◆ Records provided:
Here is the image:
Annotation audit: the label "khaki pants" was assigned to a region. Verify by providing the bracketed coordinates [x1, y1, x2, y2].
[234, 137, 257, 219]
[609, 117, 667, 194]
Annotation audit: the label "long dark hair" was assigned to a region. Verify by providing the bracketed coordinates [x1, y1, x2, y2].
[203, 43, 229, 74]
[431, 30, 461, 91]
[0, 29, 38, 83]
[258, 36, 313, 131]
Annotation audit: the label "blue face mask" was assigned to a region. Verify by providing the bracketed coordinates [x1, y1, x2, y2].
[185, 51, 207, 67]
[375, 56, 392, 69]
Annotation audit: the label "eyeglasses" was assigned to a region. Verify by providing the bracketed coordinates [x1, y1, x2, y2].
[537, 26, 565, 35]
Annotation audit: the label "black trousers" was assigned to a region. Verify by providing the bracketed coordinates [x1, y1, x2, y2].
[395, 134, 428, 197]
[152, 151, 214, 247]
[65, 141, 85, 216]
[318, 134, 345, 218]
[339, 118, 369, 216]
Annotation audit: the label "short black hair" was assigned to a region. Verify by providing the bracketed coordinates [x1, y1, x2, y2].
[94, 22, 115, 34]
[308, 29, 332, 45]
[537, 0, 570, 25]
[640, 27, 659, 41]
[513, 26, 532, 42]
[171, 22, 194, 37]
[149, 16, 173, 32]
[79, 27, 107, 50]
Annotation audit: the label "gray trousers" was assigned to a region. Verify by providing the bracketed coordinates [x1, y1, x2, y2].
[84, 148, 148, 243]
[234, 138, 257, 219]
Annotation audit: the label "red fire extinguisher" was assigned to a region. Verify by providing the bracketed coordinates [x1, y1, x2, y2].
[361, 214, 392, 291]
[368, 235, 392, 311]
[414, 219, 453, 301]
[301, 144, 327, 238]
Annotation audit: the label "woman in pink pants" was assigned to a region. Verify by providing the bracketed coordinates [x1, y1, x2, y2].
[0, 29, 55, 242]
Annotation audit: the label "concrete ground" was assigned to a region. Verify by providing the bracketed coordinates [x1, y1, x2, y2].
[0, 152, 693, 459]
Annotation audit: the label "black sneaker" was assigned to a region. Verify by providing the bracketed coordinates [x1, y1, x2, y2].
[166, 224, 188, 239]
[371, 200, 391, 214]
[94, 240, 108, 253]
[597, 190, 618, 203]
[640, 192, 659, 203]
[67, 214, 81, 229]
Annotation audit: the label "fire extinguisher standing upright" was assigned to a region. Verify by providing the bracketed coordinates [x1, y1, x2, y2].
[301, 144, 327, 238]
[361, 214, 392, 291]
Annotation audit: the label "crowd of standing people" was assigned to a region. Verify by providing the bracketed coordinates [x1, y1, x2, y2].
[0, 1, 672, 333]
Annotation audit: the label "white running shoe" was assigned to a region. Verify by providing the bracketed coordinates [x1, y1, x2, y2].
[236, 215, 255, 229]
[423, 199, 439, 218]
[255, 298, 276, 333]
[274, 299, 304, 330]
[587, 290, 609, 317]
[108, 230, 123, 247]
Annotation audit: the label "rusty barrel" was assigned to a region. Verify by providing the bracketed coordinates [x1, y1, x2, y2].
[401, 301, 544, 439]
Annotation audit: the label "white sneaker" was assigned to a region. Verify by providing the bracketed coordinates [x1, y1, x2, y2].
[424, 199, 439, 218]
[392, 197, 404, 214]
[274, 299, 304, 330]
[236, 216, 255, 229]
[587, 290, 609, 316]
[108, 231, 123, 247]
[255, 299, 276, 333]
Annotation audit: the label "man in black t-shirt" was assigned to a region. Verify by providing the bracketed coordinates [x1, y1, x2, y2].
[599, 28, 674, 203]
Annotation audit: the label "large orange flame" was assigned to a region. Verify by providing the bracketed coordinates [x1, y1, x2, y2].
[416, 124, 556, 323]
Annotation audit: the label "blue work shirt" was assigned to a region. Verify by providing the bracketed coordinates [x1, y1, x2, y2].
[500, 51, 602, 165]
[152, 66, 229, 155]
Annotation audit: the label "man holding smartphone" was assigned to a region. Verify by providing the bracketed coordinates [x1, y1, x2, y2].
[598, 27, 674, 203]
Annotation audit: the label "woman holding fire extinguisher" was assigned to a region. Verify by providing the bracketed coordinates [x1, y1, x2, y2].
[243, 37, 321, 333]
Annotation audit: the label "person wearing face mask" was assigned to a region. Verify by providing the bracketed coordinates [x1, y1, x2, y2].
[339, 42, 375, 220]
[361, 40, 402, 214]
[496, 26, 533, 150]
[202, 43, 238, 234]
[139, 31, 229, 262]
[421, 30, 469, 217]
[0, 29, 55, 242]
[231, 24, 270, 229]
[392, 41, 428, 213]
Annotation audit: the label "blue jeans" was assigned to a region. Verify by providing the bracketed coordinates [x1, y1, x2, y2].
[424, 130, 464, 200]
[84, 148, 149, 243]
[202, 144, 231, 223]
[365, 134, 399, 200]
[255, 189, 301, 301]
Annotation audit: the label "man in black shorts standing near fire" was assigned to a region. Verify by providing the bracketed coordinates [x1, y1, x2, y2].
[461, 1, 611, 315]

◆ Task details: Put all of the material above into a two-column CSV with the columns "request" and "coordinates", giving one row per request. Place each request's text and its complete answer in their own quoted fields, with line breaks replaced by spaces.

◆ Written response:
request,coordinates
"Here is the image: Annotation audit: the label ""khaki pants"" was assigned to a region. Verify by providing the bracketed coordinates [x1, y1, x2, y2].","[234, 137, 257, 219] [609, 117, 667, 194]"
"Annotation audit: the label ""long dark hair"" was assigned to a region. Verify by providing the bracketed coordinates [x1, y1, x2, y2].","[203, 43, 229, 74] [431, 30, 461, 91] [0, 29, 38, 83] [258, 36, 313, 131]"
"Annotation audit: the label ""blue face mask"" was assigned to a region. Verify by providing the bracketed coordinates [x1, y1, x2, y2].","[185, 51, 207, 67] [375, 56, 392, 69]"
"Annotation audit: the label ""eyeglasses"" was assigned to a region. Verify by providing the bracketed coordinates [x1, y1, x2, y2].","[537, 26, 565, 35]"
"Annotation audit: the label ""black trousers"" was assigned to a region. Verify by providing the bracketed coordinates [x1, y1, x2, y2].","[395, 134, 428, 197] [152, 151, 214, 247] [65, 141, 85, 216] [318, 134, 345, 218] [339, 118, 369, 216]"
"Annotation audit: the label ""short black hair"" was assigned to a region. Verify by providing the bracketed coordinates [x1, y1, x2, y2].","[94, 22, 115, 34] [308, 29, 332, 45] [537, 0, 570, 25] [640, 27, 659, 41] [513, 26, 532, 42] [171, 22, 194, 37] [149, 16, 173, 32] [79, 27, 107, 50]"
"Annotation audit: the label ""gray trousers"" was assigned to a region. Verify by providing the bracketed coordinates [x1, y1, x2, y2].","[84, 148, 148, 243] [234, 138, 257, 219]"
"Annotation audit: the label ""red fire extinguisher"" was assigned to a region. Verify by providing the bracketed coordinates [x1, y1, x2, y2].","[361, 214, 392, 291] [368, 235, 392, 311] [414, 219, 453, 301] [301, 144, 327, 238]"
"Annotation audit: the label ""woman in pink pants"" was assigned to a region. Verify by providing the bracketed coordinates [x1, y1, x2, y2].","[0, 29, 55, 242]"
"Annotation audit: the label ""concrete ground"" was assigned to a region. Verify by providing the bracketed coordinates [x1, y1, x2, y2].","[0, 152, 693, 459]"
"Annotation audit: the label ""black sneaker"" was assigned to a region. Verify by providing the bracketed coordinates [x1, y1, x2, y2].","[166, 224, 188, 239] [371, 200, 391, 214] [94, 240, 108, 253] [597, 190, 618, 203] [640, 192, 659, 203] [67, 214, 81, 229]"
"Annotation audit: the label ""fire extinguisher standing upright"" was assigned to a region. Verify by providing the bracketed coordinates [x1, y1, x2, y2].","[301, 144, 327, 238] [361, 214, 392, 291]"
"Annotation audit: the label ""crowd of standing people"" was assigned to a region. Verify by providing the bracketed coordinates [x1, y1, x2, y2].","[0, 1, 672, 333]"
"Annotation audit: the label ""white running shoe"" was assigned to a region. Verify by providing the bracketed coordinates [x1, y1, x2, y2].","[236, 215, 255, 229] [423, 199, 439, 218] [255, 298, 276, 333] [274, 299, 304, 330] [587, 290, 609, 317] [108, 230, 123, 247]"
"Annotation audit: the label ""rusty barrel"" was assigned to a region. Verify by providing the bracketed coordinates [x1, y1, x2, y2].","[401, 301, 544, 439]"
"Annotation audit: the label ""white sneaker"" was assigned to a region. Verify by providing the bracketed coordinates [x1, y1, x2, y2].","[424, 199, 439, 218] [392, 197, 404, 214] [274, 299, 304, 330] [236, 216, 255, 229] [587, 290, 609, 316] [108, 231, 123, 247] [255, 299, 276, 333]"
"Annotation audit: the label ""man in black t-shirt"" was assigned to a region. Verify by providing the bracketed coordinates [x1, y1, x2, y2].","[599, 28, 674, 203]"
"Annotation audit: the label ""large orange flame"" was assigned to a region. Verify by providing the bracketed coordinates [x1, y1, x2, y2].","[416, 124, 556, 323]"
"Annotation audit: the label ""blue work shirt"" was assigned to a region. Verify by providing the bracketed coordinates [x1, y1, x2, y2].","[500, 51, 602, 165] [152, 66, 229, 155]"
"Annotation audit: the label ""man holding smartphone"" was assigned to a region. Verify by providing the bracketed coordinates [x1, y1, x2, y2].","[598, 27, 674, 203]"
"Annotation audit: the label ""woman holding fire extinguisher"" was assigned to a region. Verify by providing the bracketed coordinates [x1, y1, x2, y2].","[243, 37, 321, 333]"
"Annotation audit: the label ""person wearing face mask"" was assigned to a region. Verify by providing the bracketed coordinates [x1, y1, x2, y2].","[339, 42, 375, 220] [361, 40, 402, 214] [496, 26, 533, 150] [202, 43, 238, 234] [139, 31, 229, 262] [421, 30, 469, 217] [0, 29, 55, 242] [231, 24, 270, 229] [392, 41, 428, 213]"
"Annotation audit: the label ""blue jeans"" was assigned to a region. Verify by providing the bracketed coordinates [x1, y1, x2, y2].","[424, 130, 464, 200] [84, 148, 149, 243] [202, 144, 231, 223] [365, 134, 399, 200] [255, 189, 301, 301]"
"Annotation audit: the label ""man in black shorts standing near fire"" was assigned to a region. Verify by providing the bracketed coordinates [x1, y1, x2, y2].","[461, 1, 611, 315]"